DATASET ENTRIES -
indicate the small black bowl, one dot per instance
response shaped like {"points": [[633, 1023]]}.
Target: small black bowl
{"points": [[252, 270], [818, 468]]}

---

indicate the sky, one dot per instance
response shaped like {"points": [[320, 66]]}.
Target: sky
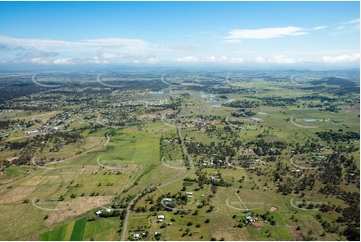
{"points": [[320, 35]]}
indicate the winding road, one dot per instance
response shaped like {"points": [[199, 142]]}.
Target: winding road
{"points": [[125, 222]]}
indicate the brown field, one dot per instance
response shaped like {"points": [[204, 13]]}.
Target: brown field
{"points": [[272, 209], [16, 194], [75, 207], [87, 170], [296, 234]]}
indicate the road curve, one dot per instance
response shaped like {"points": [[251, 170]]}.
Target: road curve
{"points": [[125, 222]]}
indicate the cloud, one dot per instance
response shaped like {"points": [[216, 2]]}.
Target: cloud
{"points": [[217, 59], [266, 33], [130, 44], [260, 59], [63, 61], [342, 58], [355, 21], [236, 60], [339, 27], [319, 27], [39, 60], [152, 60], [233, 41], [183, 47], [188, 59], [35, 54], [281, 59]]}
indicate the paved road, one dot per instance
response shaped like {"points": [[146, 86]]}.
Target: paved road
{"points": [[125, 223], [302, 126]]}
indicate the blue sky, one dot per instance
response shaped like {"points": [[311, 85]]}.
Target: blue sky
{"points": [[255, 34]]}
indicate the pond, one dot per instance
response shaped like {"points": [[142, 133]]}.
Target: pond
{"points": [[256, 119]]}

---

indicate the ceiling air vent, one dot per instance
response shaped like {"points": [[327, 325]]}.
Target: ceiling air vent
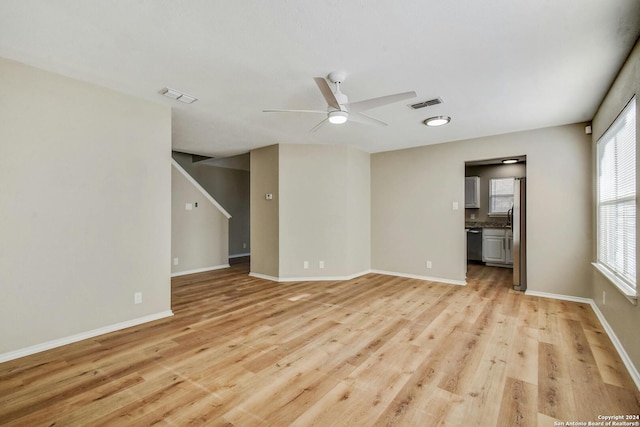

TASK REQUIREMENTS - From the entries above, gather every line that contains the word "small" and copy each such line in full.

FULL SOLUTION -
indicate the small black bowl, one dot per instance
Target: small black bowl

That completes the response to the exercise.